(PASSAGE PROVIDED)
Among the sea of cars, motorcycles, and three-wheeled auto rickshaws at some of the busiest intersections in of Delhi, India sit refrigerator-sized machines hopelessly chugging away. They suck in the brew of pollutants belched from the vehicles and pump out fresh air.
The machines, installed at 54 intersections this past autumn by the federal Central Pollution Control Board (CPCB), pass air through three filters to remove particulates and dust. Ultraviolet lamps sitting in an inner chamber trigger photocatalyst-coated charcoal particles to oxidize small, toxic organic compounds that make it past the filters, transforming them into—relatively speaking—innocuous carbon dioxide and water. The machine’s developers at the Council of Scientific and Industrial Research’s National Environmental Engineering Research Institute say a single filtration machine can purify air over an area of 500 m2 and that larger devices capable of covering 10,000 m2 are in the works.
Critics aren’t so sure about the machines or the 26 million Indian rupees (about $370,000) that they cost. “Their effectiveness outdoors is questionable,” says Polash Mukerjee, a senior researcher with the Delhi-based Centre for Science and Environment. The quoted areas over which they can purify air are based on lab measurements rather than real-world ones, he contends. “They do work, but the area of impact is very limited. In an ambient outdoor atmosphere, it could be 2–3 m2 around the machine.”
(End PASSAGE PROVIDED)
** THE PROBLEM **
According to the article on Delhi's roadside air purifiers, at how many intersections did the Central Pollution Control Board install the machines?
(GIVEN ENTRIES)
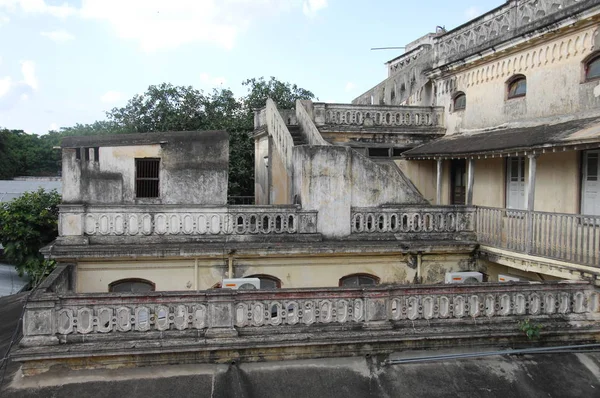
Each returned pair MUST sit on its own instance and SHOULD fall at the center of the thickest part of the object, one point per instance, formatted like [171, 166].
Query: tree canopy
[161, 108]
[28, 223]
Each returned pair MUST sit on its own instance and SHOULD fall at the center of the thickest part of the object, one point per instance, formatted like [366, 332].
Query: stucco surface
[193, 168]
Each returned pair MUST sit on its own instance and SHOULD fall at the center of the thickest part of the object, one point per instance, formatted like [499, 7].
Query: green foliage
[532, 331]
[28, 223]
[284, 94]
[164, 107]
[23, 154]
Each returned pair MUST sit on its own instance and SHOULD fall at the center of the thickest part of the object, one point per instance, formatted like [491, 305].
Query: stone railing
[505, 22]
[260, 118]
[568, 237]
[223, 313]
[309, 130]
[413, 220]
[378, 115]
[183, 221]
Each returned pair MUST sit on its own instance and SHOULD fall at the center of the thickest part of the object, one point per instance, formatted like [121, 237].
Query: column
[470, 180]
[530, 201]
[440, 166]
[531, 181]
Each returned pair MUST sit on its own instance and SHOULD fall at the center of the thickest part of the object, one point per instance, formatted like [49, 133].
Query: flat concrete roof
[151, 138]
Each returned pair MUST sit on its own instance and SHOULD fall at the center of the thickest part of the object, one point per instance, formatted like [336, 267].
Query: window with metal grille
[146, 178]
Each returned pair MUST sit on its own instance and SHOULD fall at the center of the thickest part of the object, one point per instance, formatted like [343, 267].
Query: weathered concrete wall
[554, 72]
[332, 179]
[193, 168]
[280, 179]
[423, 174]
[261, 170]
[489, 183]
[557, 186]
[406, 78]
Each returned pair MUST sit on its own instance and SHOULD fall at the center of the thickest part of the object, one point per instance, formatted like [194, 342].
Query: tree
[163, 107]
[28, 223]
[284, 94]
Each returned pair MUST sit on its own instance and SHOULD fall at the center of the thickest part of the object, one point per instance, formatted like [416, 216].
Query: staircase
[296, 135]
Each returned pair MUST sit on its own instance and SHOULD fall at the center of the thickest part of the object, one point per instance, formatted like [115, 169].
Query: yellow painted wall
[280, 180]
[557, 187]
[168, 275]
[489, 182]
[551, 65]
[492, 270]
[293, 271]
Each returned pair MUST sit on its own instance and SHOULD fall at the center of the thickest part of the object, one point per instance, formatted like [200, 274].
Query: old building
[479, 152]
[520, 92]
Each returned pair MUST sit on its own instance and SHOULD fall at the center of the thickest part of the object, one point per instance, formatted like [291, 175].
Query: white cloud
(End GIVEN ENTRIES)
** RESPONSE **
54 intersections.